Ms. Dougan’s brief time in Hollywood was marred by a number of unwelcome overtures from famous men, which she routinely rebuffed. Jerry Lewis, whom she describes as “a very big deal,” once called her into his office to read for a part. The script never arrived, but a bucket of champagne on ice did. Sensing the direction the interview was going in, Ms. Dougan made up an excuse about having another appointment to get to. “He had something entirely different on his mind,” she said.

In 1959, Ms. Dougan tried out for a role in “Elmer Gantry” but says she was accosted by Burt Lancaster, who kicked her in the back and pushed her into an elevator after she rejected his advances. “Maybe if I had been a more dyed-in-the-wool actress I might have said, ‘To heck with it’ and taken the part. But I didn’t think like that.” The role went to Shirley Jones, who won the Oscar for Best Supporting Actress.

In 1960, Ms. Dougan married Jim Sweeney, an actor who was a former football player from Texas Christian University. “He was the best-looking person you’ll ever see in your life,” she said. In 1965 she had another daughter, Tiffany, with a financial adviser, Robert Kelly, who she claims abandoned her, sending only $100 a month in child support. “You couldn’t even feed a dog on that.”

After both her marriage and her contract ended, Ms. Dougan had to find other means to pay the bills to raise her two daughters. She worked as a photojournalist, a go-go dancer, and a hostess at the Marquis. She did temp work for Kelly Girl and Manpower and sold Mary Kay Cosmetics. “I was already well known when I got those jobs, so it was sort of a comedown emotionally,” she said.

Today, she regrets relinquishing her high-powered modeling career to become an actress. “I wish I knew not to give it up,” Ms. Dougan said.

During her marriage to Sweeney, Dougan stashed her backless dresses away in a trunk, and asked a family friend to hang onto it for safekeeping. When she eventually asked for the trunk back, the friend told her he had been keeping it on the patio and it had disappeared. “I don’t believe that,” Ms. Dougan said. “I think he gave them to a girlfriend or he sold them.”

In the early ’70s, she developed pneumonia because of the smog and moved her daughters to Westlake Village where the air was cleaner. She didn’t have a driver’s license, and living far from the action made it difficult for her to continue her acting career. She eventually dropped the name Vikki Dougan and began going by Edith Tooker again.

In Westlake Village, she attended cosmetology school and got degrees in theater arts and telecommunications, but primarily subsisted on a combination of alimony, unemployment and — long before Craigslist — income from renting out the extra bedroom in her apartment.

RECORDED DATA:
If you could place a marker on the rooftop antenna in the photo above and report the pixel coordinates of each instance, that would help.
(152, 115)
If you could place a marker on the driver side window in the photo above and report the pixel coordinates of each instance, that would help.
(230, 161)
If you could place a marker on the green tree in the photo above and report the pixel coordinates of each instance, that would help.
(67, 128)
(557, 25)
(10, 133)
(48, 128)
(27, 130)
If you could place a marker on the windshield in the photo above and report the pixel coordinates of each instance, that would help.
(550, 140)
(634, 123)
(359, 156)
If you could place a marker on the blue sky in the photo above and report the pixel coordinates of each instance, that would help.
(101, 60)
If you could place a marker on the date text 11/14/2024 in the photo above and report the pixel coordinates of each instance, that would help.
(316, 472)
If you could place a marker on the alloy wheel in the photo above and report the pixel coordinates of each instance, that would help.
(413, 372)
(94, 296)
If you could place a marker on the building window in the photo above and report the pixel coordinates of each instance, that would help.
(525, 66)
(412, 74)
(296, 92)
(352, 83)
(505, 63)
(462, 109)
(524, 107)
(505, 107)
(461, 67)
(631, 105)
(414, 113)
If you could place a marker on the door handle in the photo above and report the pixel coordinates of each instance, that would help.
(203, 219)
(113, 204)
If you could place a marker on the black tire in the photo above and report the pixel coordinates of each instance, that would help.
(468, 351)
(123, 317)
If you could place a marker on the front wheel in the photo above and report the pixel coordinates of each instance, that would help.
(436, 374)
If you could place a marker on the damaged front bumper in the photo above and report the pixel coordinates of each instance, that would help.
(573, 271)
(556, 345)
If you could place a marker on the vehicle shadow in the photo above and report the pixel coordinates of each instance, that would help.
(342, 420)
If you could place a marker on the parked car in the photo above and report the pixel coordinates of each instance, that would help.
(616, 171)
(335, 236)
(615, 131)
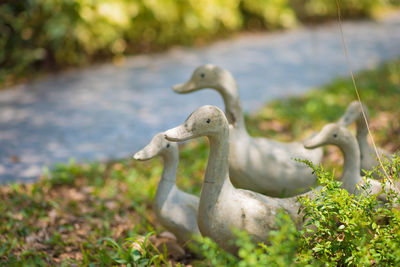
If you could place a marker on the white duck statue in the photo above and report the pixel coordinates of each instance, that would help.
(175, 209)
(336, 134)
(258, 164)
(223, 207)
(368, 155)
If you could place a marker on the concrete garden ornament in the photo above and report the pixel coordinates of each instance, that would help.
(335, 134)
(175, 209)
(258, 164)
(367, 153)
(222, 206)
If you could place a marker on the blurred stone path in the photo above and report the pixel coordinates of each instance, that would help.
(108, 111)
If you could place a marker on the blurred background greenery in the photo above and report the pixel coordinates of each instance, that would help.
(49, 35)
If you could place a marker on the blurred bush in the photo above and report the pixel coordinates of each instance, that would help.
(50, 34)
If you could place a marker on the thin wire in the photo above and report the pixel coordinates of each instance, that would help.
(358, 95)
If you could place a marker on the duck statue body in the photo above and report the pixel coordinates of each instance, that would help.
(368, 157)
(257, 164)
(223, 207)
(336, 134)
(175, 209)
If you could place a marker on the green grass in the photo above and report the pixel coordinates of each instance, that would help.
(99, 213)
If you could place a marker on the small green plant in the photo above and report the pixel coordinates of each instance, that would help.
(135, 252)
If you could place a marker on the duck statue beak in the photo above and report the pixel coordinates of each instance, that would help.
(178, 134)
(184, 88)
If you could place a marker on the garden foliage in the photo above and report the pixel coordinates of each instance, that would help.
(341, 230)
(37, 34)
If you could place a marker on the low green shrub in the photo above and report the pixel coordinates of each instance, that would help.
(347, 230)
(52, 34)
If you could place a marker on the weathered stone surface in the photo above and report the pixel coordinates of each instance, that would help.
(108, 111)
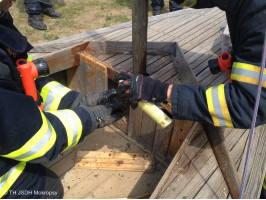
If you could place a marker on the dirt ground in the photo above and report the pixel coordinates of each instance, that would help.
(77, 17)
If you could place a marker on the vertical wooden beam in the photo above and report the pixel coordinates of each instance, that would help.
(221, 152)
(139, 35)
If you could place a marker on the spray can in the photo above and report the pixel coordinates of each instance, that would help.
(152, 110)
(158, 115)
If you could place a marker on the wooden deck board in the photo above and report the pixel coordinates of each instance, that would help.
(196, 173)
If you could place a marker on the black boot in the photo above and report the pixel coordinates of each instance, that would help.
(156, 12)
(51, 12)
(36, 22)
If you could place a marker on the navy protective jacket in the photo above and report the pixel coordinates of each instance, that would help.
(27, 134)
(230, 105)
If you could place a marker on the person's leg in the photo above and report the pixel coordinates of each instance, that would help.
(173, 6)
(157, 6)
(34, 9)
(47, 9)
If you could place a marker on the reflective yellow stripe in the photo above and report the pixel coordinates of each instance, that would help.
(52, 94)
(264, 183)
(189, 3)
(217, 106)
(72, 124)
(10, 177)
(247, 73)
(38, 145)
(211, 108)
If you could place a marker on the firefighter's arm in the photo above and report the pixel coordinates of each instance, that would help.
(30, 135)
(225, 105)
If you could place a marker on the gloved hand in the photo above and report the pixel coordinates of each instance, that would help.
(137, 87)
(106, 114)
(98, 98)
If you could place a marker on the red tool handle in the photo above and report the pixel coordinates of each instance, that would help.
(225, 63)
(28, 73)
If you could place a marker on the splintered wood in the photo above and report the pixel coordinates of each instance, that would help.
(115, 161)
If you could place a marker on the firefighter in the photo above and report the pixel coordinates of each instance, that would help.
(30, 136)
(224, 105)
(34, 8)
(157, 6)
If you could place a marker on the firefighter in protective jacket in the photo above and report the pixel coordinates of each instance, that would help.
(225, 105)
(28, 135)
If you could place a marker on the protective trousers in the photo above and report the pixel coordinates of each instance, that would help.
(35, 7)
(159, 4)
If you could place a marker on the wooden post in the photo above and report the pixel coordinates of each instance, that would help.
(139, 35)
(222, 154)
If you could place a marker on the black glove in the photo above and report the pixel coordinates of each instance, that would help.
(98, 98)
(136, 87)
(106, 114)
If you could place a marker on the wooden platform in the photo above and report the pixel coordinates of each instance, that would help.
(193, 172)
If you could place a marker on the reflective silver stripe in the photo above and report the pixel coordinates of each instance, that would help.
(247, 73)
(6, 176)
(264, 183)
(38, 146)
(73, 125)
(41, 142)
(217, 106)
(8, 179)
(51, 95)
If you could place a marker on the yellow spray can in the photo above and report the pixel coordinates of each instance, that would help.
(158, 115)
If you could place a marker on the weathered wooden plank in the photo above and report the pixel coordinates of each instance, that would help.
(115, 161)
(180, 132)
(224, 159)
(64, 58)
(125, 47)
(257, 164)
(169, 172)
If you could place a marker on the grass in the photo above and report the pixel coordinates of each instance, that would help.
(77, 17)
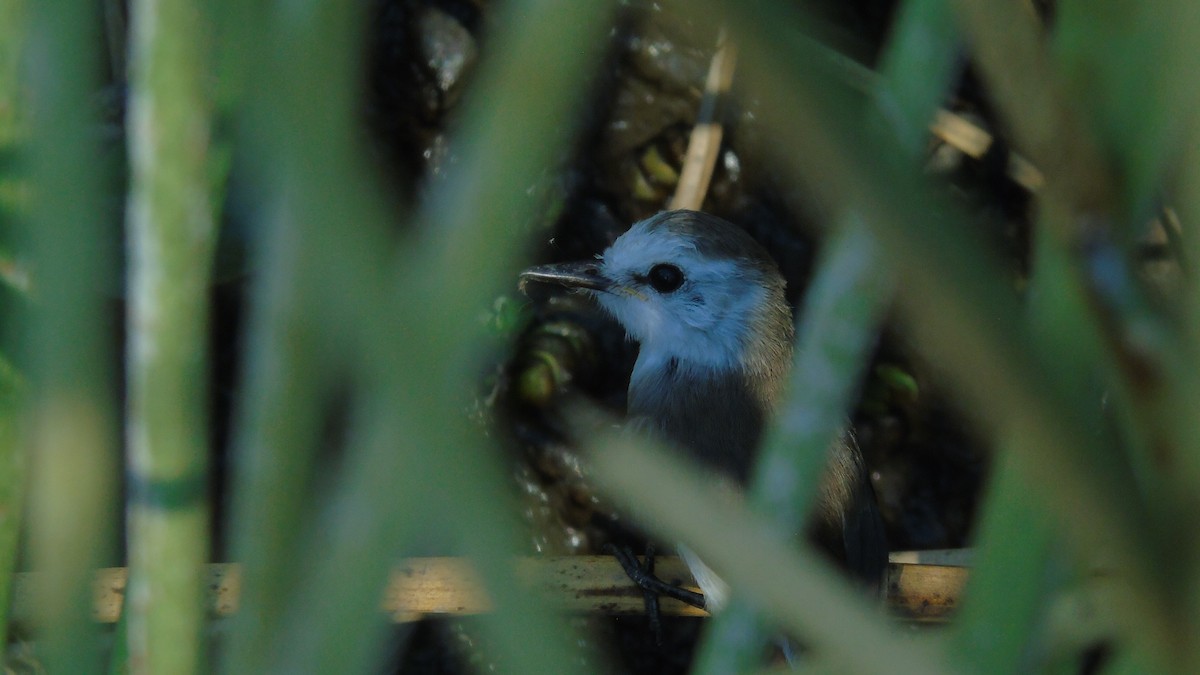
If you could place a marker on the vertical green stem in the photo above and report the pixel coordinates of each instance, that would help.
(12, 485)
(71, 430)
(844, 306)
(12, 465)
(171, 237)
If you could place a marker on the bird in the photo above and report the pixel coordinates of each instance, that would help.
(706, 304)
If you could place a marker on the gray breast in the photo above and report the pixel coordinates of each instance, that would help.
(717, 418)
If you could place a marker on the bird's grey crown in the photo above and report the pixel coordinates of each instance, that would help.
(714, 352)
(730, 312)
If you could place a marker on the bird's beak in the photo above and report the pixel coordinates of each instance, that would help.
(573, 275)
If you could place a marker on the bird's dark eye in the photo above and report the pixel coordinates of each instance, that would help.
(665, 278)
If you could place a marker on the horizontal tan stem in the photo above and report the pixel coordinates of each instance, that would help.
(447, 586)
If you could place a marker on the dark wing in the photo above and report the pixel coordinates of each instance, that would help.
(847, 521)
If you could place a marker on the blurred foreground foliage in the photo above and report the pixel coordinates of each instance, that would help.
(372, 311)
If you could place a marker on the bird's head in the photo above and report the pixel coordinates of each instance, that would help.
(688, 286)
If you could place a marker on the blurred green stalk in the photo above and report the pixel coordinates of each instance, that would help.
(12, 484)
(837, 333)
(845, 303)
(69, 351)
(172, 239)
(412, 340)
(12, 458)
(796, 589)
(961, 310)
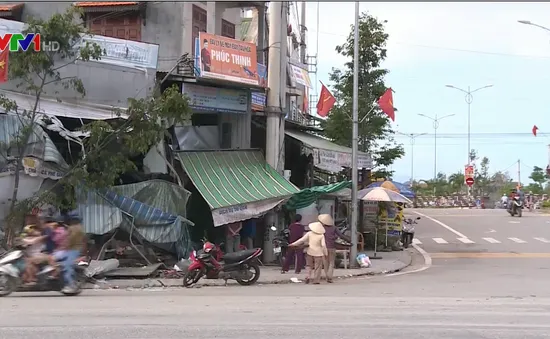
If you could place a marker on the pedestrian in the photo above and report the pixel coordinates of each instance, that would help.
(316, 251)
(295, 255)
(332, 233)
(248, 233)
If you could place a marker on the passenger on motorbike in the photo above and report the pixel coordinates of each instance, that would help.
(73, 245)
(35, 241)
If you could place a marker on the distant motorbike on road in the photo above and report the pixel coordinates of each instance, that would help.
(516, 207)
(407, 234)
(242, 266)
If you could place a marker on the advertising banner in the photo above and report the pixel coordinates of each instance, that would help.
(228, 59)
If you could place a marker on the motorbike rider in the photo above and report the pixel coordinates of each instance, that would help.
(504, 200)
(70, 250)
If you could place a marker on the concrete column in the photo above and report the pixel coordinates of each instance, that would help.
(214, 14)
(275, 102)
(261, 34)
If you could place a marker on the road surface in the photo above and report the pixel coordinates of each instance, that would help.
(458, 297)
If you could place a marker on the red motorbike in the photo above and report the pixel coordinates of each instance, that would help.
(242, 266)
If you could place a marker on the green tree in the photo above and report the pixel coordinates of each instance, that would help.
(539, 178)
(375, 134)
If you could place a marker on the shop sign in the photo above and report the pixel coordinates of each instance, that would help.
(300, 75)
(222, 58)
(258, 101)
(214, 99)
(125, 53)
(333, 161)
(34, 168)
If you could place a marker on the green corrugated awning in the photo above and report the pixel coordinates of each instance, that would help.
(308, 196)
(237, 185)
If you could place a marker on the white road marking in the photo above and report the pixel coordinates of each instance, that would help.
(460, 235)
(427, 262)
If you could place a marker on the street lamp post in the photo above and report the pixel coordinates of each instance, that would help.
(469, 99)
(413, 137)
(527, 22)
(435, 121)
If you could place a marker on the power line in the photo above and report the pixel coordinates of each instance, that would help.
(451, 48)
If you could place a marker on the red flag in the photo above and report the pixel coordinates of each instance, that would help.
(386, 104)
(4, 56)
(326, 101)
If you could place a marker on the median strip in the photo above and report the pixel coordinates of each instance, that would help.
(488, 255)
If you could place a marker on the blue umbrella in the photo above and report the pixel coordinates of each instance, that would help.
(403, 189)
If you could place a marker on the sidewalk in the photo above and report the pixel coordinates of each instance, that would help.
(391, 262)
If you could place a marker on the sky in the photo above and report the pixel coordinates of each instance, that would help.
(431, 45)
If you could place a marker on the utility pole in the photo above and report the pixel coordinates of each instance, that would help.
(435, 121)
(354, 143)
(412, 137)
(274, 110)
(303, 30)
(519, 172)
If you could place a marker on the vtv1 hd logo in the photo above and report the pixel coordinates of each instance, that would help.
(22, 42)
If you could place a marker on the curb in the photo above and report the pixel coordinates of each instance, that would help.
(171, 283)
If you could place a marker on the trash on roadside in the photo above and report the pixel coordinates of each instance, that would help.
(363, 261)
(98, 267)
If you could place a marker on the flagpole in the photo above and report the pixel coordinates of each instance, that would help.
(354, 143)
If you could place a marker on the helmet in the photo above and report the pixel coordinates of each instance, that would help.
(208, 247)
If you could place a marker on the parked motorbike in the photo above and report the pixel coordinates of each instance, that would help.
(516, 207)
(12, 266)
(242, 266)
(407, 234)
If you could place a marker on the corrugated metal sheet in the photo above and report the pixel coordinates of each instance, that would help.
(100, 215)
(40, 145)
(52, 107)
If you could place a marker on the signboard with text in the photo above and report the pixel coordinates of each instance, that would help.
(228, 59)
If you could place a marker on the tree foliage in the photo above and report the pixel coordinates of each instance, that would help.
(375, 133)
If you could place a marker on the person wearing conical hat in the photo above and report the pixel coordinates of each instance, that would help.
(316, 251)
(332, 233)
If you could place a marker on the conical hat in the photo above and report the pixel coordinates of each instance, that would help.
(390, 186)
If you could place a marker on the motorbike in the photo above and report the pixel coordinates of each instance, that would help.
(12, 266)
(242, 266)
(280, 245)
(407, 234)
(516, 207)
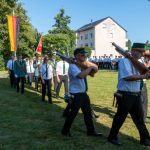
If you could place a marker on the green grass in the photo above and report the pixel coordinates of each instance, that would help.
(26, 123)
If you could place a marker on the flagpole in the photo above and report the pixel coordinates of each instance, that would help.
(13, 13)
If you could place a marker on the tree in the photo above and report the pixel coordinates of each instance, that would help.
(129, 44)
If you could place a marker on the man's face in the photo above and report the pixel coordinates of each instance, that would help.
(81, 57)
(137, 54)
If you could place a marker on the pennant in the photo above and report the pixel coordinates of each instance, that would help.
(39, 47)
(13, 29)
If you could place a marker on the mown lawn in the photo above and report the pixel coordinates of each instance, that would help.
(26, 123)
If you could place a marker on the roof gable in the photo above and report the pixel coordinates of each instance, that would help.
(93, 24)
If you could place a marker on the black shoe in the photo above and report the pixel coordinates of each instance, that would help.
(114, 141)
(94, 134)
(66, 134)
(50, 101)
(146, 142)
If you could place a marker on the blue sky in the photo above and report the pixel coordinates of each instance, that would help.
(133, 15)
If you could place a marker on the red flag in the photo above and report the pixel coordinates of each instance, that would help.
(13, 28)
(39, 47)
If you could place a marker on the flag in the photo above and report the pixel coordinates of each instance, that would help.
(13, 29)
(39, 47)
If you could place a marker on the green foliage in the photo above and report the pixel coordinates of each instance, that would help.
(2, 62)
(29, 124)
(52, 42)
(89, 50)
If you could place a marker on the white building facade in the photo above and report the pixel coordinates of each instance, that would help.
(99, 35)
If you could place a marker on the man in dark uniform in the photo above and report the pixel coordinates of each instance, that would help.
(10, 67)
(130, 99)
(80, 99)
(46, 74)
(20, 73)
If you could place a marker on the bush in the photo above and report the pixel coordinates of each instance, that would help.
(2, 62)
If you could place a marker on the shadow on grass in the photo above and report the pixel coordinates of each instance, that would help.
(28, 123)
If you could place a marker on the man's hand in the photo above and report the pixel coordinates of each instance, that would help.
(147, 75)
(43, 82)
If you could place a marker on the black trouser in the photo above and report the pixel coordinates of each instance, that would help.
(80, 100)
(65, 80)
(20, 79)
(36, 78)
(12, 78)
(55, 83)
(129, 104)
(48, 86)
(144, 98)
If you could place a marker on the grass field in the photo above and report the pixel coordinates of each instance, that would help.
(26, 123)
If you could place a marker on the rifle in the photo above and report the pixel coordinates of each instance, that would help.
(82, 65)
(138, 65)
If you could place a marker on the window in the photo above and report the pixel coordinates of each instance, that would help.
(111, 35)
(104, 25)
(91, 35)
(86, 44)
(86, 36)
(91, 44)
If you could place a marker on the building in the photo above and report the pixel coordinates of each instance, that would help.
(100, 34)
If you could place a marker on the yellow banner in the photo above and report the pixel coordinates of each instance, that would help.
(11, 33)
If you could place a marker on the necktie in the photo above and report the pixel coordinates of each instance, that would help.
(12, 65)
(46, 71)
(86, 86)
(63, 67)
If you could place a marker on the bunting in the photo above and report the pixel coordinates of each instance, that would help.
(13, 29)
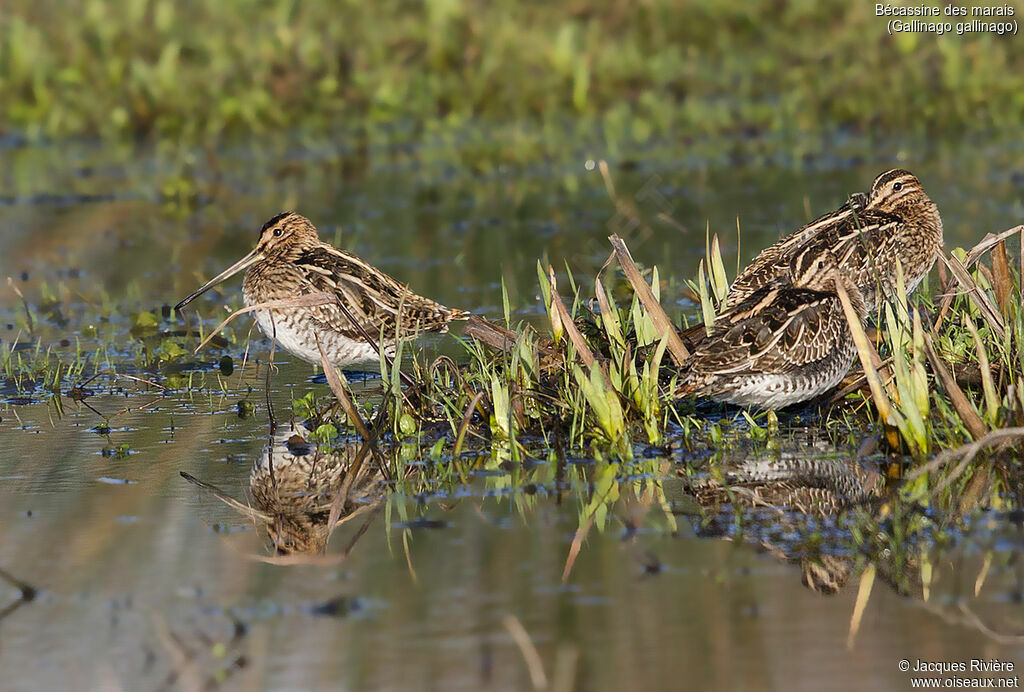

TASK ITEM A: Turn the paragraph of the passage about Ms. Dougan that begins "After both her marriage and her contract ended" into a short bulleted list that keeps its main facts.
TASK ITEM B: Duplicate the passage about Ms. Dougan from "Ms. Dougan’s brief" to "Best Supporting Actress.".
Rely only on the passage about Ms. Dougan for every answer.

SOLUTION A:
- Her marriage and her contract had both ended, so Ms. Dougan needed other income to raise her two daughters.
- She worked as a photojournalist, a go-go dancer, and a hostess at the Marquis.
- She did temp work for Kelly Girl and Manpower.
- She sold Mary Kay Cosmetics.
- She was already well known when she took these jobs, so they felt like an emotional comedown.

SOLUTION B:
Ms. Dougan’s brief time in Hollywood was marred by a number of unwelcome overtures from famous men, which she routinely rebuffed. Jerry Lewis, whom she describes as “a very big deal,” once called her into his office to read for a part. The script never arrived, but a bucket of champagne on ice did. Sensing the direction the interview was going in, Ms. Dougan made up an excuse about having another appointment to get to. “He had something entirely different on his mind,” she said.

In 1959, Ms. Dougan tried out for a role in “Elmer Gantry” but says she was accosted by Burt Lancaster, who kicked her in the back and pushed her into an elevator after she rejected his advances. “Maybe if I had been a more dyed-in-the-wool actress I might have said, ‘To heck with it’ and taken the part. But I didn’t think like that.” The role went to Shirley Jones, who won the Oscar for Best Supporting Actress.